* [Problem details]: Restate, word for word, each record that follows.

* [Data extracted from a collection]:
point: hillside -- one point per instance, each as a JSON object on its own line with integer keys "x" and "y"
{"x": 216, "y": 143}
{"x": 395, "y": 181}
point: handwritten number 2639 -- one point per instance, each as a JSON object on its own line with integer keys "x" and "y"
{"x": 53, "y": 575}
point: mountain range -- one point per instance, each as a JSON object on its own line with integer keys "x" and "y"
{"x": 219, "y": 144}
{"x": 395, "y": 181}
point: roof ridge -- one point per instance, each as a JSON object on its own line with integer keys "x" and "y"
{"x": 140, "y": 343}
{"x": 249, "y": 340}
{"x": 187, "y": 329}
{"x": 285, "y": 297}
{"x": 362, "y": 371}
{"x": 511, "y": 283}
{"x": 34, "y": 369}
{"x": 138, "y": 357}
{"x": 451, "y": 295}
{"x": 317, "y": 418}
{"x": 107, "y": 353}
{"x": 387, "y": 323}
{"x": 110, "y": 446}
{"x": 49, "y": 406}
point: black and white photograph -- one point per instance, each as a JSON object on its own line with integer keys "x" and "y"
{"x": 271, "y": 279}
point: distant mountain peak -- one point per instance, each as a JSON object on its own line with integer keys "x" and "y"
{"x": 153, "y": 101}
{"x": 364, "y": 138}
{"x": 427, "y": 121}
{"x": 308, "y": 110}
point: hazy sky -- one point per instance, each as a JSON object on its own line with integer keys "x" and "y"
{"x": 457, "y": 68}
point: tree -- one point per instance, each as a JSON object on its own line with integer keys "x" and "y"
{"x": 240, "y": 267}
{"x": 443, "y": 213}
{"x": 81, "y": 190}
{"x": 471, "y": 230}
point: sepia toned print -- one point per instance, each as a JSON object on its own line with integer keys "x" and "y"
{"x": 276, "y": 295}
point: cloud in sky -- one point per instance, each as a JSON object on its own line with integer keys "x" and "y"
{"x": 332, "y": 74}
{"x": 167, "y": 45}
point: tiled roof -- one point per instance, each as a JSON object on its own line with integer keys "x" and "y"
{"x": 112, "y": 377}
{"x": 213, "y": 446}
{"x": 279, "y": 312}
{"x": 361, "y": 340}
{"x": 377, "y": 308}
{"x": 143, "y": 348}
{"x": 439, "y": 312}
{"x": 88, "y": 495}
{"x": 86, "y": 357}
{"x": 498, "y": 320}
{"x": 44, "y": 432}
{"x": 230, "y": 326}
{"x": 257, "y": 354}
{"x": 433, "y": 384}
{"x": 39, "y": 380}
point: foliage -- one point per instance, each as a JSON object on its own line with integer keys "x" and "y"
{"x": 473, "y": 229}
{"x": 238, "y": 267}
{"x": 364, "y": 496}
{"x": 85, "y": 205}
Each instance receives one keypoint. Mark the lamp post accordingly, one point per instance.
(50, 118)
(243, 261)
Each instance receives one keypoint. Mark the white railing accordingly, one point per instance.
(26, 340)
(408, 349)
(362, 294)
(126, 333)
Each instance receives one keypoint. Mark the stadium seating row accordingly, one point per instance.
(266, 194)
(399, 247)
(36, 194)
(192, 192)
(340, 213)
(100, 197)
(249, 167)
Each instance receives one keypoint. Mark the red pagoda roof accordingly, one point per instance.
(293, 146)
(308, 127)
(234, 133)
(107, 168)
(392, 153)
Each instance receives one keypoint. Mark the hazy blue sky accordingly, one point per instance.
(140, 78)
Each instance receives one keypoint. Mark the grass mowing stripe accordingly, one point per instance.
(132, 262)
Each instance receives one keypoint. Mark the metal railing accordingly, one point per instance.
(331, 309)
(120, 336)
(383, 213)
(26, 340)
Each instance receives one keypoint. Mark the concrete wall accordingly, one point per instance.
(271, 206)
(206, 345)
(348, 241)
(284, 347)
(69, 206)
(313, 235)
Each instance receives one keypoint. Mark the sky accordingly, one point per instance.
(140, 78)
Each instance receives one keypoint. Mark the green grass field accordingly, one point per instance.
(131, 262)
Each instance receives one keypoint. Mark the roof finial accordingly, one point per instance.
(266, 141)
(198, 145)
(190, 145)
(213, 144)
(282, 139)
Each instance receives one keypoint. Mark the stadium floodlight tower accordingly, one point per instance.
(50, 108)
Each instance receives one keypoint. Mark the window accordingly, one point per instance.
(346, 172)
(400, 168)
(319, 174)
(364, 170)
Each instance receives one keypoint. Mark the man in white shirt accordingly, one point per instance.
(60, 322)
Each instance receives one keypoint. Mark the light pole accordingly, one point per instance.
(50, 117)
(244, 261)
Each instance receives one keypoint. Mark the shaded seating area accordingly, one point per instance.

* [Result of the task]:
point: hillside -- one point per instance, each as a JSON object on its own line with integer keys "x" and "y"
{"x": 216, "y": 143}
{"x": 395, "y": 181}
point: handwritten number 2639 -- one point per instance, each as a JSON object on its own line with integer keys "x" and "y"
{"x": 53, "y": 575}
point: mountain range -- one point per instance, each as a JSON object on its own line with integer keys "x" and "y"
{"x": 219, "y": 144}
{"x": 395, "y": 181}
point: roof ridge -- one point per instance, each as a JSON object on its own line with integer keys "x" and "y"
{"x": 140, "y": 343}
{"x": 249, "y": 340}
{"x": 187, "y": 329}
{"x": 285, "y": 297}
{"x": 362, "y": 371}
{"x": 511, "y": 283}
{"x": 34, "y": 369}
{"x": 138, "y": 357}
{"x": 451, "y": 295}
{"x": 317, "y": 418}
{"x": 107, "y": 353}
{"x": 387, "y": 323}
{"x": 110, "y": 446}
{"x": 49, "y": 406}
point: black and white photograph -- one point per instance, each as a JSON object on its own line with integer keys "x" and "y"
{"x": 271, "y": 279}
point: distant mountain peak -- one point per instance, each as a JSON object on its own line with integer keys "x" and "y"
{"x": 153, "y": 101}
{"x": 364, "y": 138}
{"x": 427, "y": 121}
{"x": 308, "y": 110}
point: hazy sky -- one point per instance, each as a JSON object on its own line with integer keys "x" and "y"
{"x": 457, "y": 68}
point: tree -- one point per instance, each as a JSON object on its own line with integer keys "x" and "y"
{"x": 240, "y": 267}
{"x": 443, "y": 213}
{"x": 81, "y": 190}
{"x": 471, "y": 230}
point: sepia toned print -- one point per instance, each as a JSON object on its own line with integer keys "x" and "y"
{"x": 276, "y": 295}
point: cloud in sky -- one point per instance, each as a JSON object on its own line with integer keys "x" and "y"
{"x": 332, "y": 74}
{"x": 167, "y": 45}
point: tiled roof -- one point per instance, each as a JSON object on its own line with integer keys "x" and "y"
{"x": 112, "y": 377}
{"x": 213, "y": 446}
{"x": 279, "y": 312}
{"x": 361, "y": 340}
{"x": 377, "y": 308}
{"x": 143, "y": 348}
{"x": 439, "y": 312}
{"x": 88, "y": 495}
{"x": 86, "y": 357}
{"x": 498, "y": 320}
{"x": 44, "y": 432}
{"x": 230, "y": 326}
{"x": 257, "y": 354}
{"x": 433, "y": 384}
{"x": 39, "y": 380}
point: foliage -- one point per instance, each as a JSON object on its own line with integer keys "x" and "y"
{"x": 473, "y": 229}
{"x": 238, "y": 267}
{"x": 364, "y": 496}
{"x": 85, "y": 205}
Each instance receives one keypoint. Mark the lamp post accordingly, one point per instance.
(50, 118)
(243, 261)
Each instance receives one keypoint. Mark the white railing accordingly, one point per instance.
(26, 340)
(408, 349)
(362, 294)
(126, 333)
Each instance receives one keypoint. Mark the stadium seating row accordingly, one point per instance.
(266, 194)
(399, 247)
(36, 194)
(192, 192)
(340, 213)
(100, 197)
(249, 167)
Each instance receives one keypoint. Mark the red pagoda roof accordingly, one point per instance.
(293, 146)
(308, 127)
(234, 133)
(107, 168)
(392, 153)
Each instance receives one keypoint. Mark the hazy blue sky accordingly, one point per instance.
(140, 78)
Each instance receives one keypoint. Mark the grass mowing stripe accordingly, one point per instance.
(132, 262)
Each instance receives one keypoint. Mark the metal railing accordingly, one point per instance.
(331, 309)
(120, 336)
(383, 213)
(26, 340)
Each instance receives one keypoint. Mark the concrete wall accordingly, one point per instance.
(271, 206)
(206, 345)
(348, 241)
(284, 347)
(69, 206)
(313, 235)
Each instance receives one keypoint. Mark the sky accordingly, one point per instance.
(140, 78)
Each instance receives one keypoint. Mark the green grass field accordingly, one point per instance.
(131, 262)
Each instance receives one keypoint. Mark the roof finial accordingly, one point per instance.
(266, 141)
(198, 145)
(190, 145)
(213, 144)
(282, 139)
Each instance receives one keypoint. Mark the stadium floodlight tower accordingly, one point per instance.
(50, 108)
Each instance receives one keypoint. Mark the window accordingly, one point per instance.
(346, 172)
(400, 168)
(319, 174)
(364, 170)
Each instance receives one keypoint. Mark the man in white shirt accordingly, one point per instance.
(60, 322)
Each instance receives one keypoint. Mark the light pole accordingly, one point per instance.
(50, 117)
(244, 261)
Each instance receives one keypoint. Mark the shaded seating area accordingly, one point per instance.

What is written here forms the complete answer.